Given request:
Copy the listing below line for line, with no changes.

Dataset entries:
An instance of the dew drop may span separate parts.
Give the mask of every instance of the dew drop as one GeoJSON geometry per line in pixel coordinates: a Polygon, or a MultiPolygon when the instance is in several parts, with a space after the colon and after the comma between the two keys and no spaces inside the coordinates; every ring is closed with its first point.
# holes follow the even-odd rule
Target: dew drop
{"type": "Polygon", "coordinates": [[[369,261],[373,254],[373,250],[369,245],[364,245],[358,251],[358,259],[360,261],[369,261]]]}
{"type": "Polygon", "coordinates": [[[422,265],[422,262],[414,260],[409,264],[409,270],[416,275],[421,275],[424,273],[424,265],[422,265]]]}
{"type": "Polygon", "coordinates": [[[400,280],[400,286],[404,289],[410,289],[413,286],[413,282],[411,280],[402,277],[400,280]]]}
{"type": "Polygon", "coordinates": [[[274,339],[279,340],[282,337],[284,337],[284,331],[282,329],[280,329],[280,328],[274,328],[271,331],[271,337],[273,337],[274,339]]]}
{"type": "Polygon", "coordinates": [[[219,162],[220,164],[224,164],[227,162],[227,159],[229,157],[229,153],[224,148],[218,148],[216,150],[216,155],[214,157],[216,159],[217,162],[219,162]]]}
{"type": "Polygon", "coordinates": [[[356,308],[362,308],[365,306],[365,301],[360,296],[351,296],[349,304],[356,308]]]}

Solution for this exercise:
An instance of the dew drop may span separate parts.
Give the mask of every instance of the dew drop as one GeoJSON geometry per line in pixel coordinates: a Polygon, or a MultiPolygon when the instance is in several parts, with a space after the colon and after the comma between the two keys and no spaces inside the coordinates; every ring is closed with its first point.
# holes follow the even-odd rule
Target: dew drop
{"type": "Polygon", "coordinates": [[[369,261],[373,254],[373,250],[369,245],[364,245],[358,251],[358,259],[360,261],[369,261]]]}
{"type": "Polygon", "coordinates": [[[422,265],[422,262],[414,260],[409,264],[409,270],[416,275],[421,275],[424,273],[424,265],[422,265]]]}
{"type": "Polygon", "coordinates": [[[400,280],[400,286],[404,289],[410,289],[413,286],[413,282],[411,280],[402,277],[400,280]]]}
{"type": "Polygon", "coordinates": [[[274,339],[279,340],[282,337],[284,337],[284,331],[282,329],[280,329],[280,328],[274,328],[271,331],[271,337],[273,337],[274,339]]]}
{"type": "Polygon", "coordinates": [[[219,162],[220,164],[224,164],[227,162],[227,159],[229,157],[229,153],[224,148],[218,148],[216,150],[216,155],[214,157],[216,159],[217,162],[219,162]]]}
{"type": "Polygon", "coordinates": [[[356,308],[362,308],[365,306],[365,301],[360,296],[351,296],[349,304],[356,308]]]}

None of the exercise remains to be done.